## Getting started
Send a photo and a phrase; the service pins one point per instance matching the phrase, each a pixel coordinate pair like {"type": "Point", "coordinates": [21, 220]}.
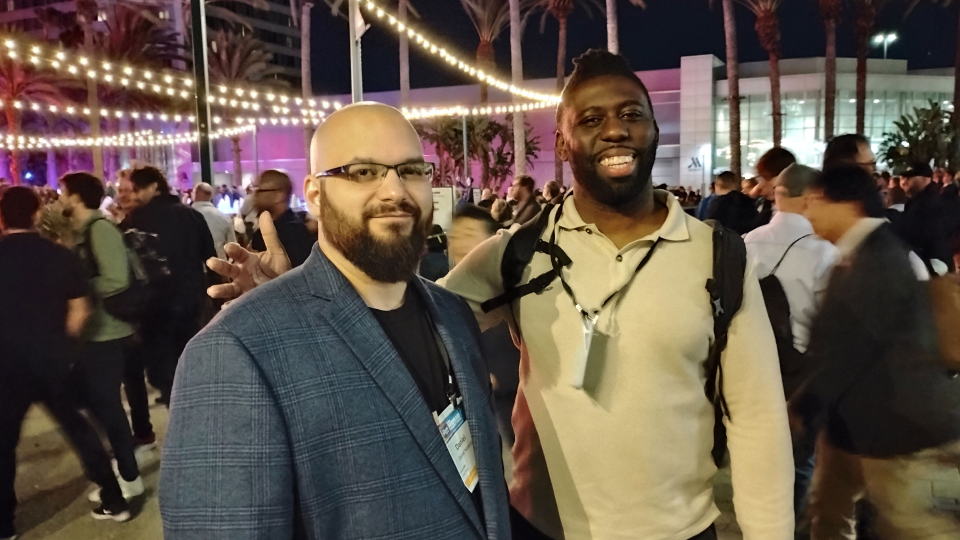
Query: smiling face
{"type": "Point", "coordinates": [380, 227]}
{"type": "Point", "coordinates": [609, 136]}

...

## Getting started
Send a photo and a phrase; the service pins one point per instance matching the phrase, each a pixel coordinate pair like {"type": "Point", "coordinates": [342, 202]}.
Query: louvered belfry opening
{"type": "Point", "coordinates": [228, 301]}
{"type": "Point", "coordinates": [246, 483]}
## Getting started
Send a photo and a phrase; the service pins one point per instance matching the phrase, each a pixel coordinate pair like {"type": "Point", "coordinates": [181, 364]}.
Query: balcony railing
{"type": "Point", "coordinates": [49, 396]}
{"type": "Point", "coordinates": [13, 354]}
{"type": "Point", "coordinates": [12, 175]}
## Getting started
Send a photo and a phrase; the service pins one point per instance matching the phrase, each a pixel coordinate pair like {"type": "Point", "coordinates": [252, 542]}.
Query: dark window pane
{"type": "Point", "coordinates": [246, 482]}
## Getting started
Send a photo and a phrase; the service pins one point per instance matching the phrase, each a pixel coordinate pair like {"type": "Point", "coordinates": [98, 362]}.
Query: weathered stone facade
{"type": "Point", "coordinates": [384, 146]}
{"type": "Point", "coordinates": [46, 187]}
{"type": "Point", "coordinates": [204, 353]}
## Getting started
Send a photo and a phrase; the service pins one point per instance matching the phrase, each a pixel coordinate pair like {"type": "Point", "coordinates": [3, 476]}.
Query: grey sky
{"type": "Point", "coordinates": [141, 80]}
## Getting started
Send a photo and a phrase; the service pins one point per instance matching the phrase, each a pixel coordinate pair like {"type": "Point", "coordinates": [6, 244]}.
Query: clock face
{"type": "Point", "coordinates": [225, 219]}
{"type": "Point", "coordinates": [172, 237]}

▶ _Exercise details_
In the material above, find the lines that contain "pair" and show them.

▶ _Exercise result_
Send a photo and a phrase; the service pins one point per instance matching the phrase, each a pixel coordinate pair like {"type": "Point", "coordinates": [21, 220]}.
Send a photo and a phrase; the service pins one point per instance matching the phrase, each a pixel coordinate pair like {"type": "Point", "coordinates": [342, 202]}.
Send a photo and a phrase; the service pins one point per instance matching the phrase, each a pixel coordinate pair like {"type": "Point", "coordinates": [181, 364]}.
Send a photo and a phrase; the service pins one point per instance matching the phrase, each a pixel coordinate pair like {"type": "Point", "coordinates": [252, 542]}.
Send a photo and a phrase; the service pins one point per instance matching the phrase, each a pixel coordinate pair like {"type": "Point", "coordinates": [98, 362]}.
Send a photo and a phrase; the service pins one point per instance matching the phrase, each a pixel coordinate pair like {"type": "Point", "coordinates": [3, 476]}.
Send a photo and a phrase; the service pins one point per instance matching the phrase, each a pixel coordinate pair like {"type": "Point", "coordinates": [6, 244]}.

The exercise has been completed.